Goal:
Starting at the line that contains "Objective — for the wave" and ending at the last line of the material, rewrite those lines as a numbered list, omitting any blank lines.

Input data:
========

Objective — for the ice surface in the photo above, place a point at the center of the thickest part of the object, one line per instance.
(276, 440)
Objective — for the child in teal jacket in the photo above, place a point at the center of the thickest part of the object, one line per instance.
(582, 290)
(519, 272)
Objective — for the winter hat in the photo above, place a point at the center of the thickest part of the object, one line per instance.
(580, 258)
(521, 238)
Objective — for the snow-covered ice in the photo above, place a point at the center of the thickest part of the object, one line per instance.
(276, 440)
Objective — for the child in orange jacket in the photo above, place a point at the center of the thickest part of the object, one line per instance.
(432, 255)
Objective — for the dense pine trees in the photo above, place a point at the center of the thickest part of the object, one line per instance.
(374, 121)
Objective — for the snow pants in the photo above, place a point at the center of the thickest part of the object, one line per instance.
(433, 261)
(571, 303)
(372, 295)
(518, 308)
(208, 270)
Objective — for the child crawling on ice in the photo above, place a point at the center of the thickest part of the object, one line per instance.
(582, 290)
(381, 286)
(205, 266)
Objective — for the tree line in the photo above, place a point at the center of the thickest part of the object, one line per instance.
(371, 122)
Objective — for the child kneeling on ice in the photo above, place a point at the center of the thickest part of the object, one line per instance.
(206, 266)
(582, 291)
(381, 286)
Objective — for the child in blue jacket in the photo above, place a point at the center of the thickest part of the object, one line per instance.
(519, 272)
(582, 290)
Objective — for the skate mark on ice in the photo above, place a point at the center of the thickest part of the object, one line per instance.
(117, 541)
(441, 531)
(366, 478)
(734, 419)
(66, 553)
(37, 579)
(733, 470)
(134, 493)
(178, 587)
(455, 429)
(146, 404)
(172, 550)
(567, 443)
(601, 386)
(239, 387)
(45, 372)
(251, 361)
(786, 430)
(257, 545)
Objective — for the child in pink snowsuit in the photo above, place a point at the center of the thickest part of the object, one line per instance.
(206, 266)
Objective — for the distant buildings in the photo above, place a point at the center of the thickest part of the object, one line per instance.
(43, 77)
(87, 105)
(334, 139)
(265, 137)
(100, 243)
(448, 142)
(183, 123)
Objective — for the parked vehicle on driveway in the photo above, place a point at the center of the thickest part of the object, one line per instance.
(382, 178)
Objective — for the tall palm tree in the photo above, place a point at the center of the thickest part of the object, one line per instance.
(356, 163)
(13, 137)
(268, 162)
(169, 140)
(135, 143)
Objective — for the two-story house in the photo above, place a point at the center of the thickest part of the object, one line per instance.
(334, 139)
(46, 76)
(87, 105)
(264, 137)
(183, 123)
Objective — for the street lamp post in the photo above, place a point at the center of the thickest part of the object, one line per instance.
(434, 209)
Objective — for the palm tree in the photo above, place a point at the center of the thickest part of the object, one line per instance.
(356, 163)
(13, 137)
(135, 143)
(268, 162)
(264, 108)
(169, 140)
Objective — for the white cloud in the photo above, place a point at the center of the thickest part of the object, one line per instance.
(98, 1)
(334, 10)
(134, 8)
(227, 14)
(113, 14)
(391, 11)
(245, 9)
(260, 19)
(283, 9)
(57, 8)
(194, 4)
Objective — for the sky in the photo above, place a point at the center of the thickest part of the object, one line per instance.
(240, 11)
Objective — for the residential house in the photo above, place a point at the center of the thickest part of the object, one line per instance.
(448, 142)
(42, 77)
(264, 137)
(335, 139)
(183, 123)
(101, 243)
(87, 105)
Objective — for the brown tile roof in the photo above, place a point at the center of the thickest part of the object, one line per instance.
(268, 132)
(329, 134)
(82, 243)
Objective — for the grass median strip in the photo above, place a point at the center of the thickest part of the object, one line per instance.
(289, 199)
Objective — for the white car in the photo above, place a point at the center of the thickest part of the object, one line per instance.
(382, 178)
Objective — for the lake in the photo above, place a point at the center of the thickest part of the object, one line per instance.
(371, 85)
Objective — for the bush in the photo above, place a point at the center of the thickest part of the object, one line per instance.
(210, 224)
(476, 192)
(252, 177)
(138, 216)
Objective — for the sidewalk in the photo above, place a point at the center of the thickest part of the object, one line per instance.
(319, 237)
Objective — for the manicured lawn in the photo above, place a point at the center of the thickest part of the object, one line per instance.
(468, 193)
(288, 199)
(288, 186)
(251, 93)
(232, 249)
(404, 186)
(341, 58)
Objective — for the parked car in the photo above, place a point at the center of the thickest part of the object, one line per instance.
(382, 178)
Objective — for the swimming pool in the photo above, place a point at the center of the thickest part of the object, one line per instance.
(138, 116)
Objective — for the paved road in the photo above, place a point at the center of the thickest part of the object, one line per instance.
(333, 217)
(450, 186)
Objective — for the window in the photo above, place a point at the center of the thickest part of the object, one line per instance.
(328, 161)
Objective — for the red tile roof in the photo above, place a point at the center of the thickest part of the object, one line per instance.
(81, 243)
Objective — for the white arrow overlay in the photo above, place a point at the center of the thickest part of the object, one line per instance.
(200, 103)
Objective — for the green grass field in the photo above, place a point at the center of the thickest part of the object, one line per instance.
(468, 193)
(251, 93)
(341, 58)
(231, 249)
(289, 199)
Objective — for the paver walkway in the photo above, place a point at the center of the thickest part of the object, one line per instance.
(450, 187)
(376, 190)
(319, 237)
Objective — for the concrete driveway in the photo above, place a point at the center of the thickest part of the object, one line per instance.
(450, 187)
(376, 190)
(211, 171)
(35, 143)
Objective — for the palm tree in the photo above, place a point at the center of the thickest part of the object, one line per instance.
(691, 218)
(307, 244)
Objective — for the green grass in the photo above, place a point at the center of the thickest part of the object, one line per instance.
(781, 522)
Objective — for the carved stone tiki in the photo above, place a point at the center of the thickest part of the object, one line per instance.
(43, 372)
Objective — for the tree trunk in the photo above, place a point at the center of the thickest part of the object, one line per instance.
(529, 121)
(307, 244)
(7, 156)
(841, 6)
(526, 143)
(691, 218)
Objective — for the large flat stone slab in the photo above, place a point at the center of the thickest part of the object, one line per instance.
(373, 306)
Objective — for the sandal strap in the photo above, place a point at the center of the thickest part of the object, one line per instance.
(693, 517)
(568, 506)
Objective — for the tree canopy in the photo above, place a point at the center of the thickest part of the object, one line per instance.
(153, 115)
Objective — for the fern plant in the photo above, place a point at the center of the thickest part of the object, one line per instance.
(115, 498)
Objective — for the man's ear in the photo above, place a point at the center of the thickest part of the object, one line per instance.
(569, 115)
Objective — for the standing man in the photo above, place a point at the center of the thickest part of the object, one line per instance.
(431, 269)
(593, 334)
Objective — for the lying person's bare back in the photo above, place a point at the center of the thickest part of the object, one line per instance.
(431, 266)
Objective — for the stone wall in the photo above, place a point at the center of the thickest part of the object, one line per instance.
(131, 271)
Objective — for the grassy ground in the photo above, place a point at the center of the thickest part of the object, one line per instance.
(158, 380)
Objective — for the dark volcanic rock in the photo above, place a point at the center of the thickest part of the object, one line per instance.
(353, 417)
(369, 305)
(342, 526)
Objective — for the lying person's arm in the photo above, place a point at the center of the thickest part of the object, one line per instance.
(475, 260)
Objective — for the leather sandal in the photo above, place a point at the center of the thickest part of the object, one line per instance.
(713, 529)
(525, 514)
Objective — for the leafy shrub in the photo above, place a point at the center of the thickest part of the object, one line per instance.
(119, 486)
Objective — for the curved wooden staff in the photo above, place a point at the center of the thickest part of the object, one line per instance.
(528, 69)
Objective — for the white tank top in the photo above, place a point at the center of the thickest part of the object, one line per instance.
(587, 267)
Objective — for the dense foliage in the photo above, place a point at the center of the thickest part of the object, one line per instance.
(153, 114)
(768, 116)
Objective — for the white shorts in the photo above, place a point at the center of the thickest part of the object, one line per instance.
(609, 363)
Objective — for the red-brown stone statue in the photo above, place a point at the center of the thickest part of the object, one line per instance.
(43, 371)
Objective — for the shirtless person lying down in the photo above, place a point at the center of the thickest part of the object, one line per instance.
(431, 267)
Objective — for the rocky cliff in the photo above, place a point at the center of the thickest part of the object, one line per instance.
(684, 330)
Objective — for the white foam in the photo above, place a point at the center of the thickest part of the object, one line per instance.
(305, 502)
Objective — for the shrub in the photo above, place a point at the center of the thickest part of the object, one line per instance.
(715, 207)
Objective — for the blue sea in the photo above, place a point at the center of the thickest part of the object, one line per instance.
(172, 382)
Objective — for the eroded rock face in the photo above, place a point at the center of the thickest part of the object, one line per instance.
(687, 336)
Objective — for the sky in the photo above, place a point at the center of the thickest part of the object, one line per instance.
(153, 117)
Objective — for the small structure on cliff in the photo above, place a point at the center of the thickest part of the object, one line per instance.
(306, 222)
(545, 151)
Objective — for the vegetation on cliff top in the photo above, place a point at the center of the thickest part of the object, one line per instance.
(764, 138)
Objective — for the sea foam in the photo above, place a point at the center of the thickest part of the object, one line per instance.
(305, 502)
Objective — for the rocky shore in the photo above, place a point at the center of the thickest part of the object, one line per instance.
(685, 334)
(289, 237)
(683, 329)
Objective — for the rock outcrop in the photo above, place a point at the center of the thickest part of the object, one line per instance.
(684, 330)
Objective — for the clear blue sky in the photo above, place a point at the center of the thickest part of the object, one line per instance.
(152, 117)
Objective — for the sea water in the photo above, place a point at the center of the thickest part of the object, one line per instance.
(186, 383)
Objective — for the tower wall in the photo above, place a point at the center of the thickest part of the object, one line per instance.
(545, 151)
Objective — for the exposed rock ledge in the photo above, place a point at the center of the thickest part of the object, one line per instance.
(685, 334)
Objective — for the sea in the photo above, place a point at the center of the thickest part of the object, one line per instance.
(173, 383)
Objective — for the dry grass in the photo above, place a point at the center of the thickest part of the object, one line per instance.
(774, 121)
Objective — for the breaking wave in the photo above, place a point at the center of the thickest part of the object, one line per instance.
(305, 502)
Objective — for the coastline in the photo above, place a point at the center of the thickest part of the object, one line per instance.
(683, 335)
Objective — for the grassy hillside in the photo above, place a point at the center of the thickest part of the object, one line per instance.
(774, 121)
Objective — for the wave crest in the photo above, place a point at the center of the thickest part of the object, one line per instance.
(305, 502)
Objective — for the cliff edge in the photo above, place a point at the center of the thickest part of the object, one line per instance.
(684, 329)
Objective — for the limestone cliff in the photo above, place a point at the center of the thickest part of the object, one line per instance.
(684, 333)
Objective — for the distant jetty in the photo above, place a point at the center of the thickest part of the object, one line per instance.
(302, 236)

========

Right answer:
1. Objective — for the wave crest in the photo above, place a point at the center of the thickest part of the object, one line per instance.
2. (305, 502)
3. Objective — for the cliff edge in the photo above, place a point at the center of the thickest part of the object, one line per instance.
4. (684, 329)
5. Objective — for the limestone cliff in the photo above, place a point at the center of the thickest part of the object, one line per instance.
6. (684, 333)
7. Objective — for the distant jetty in the photo above, place a point at the center of the thickest part of the object, one line per instance.
8. (302, 236)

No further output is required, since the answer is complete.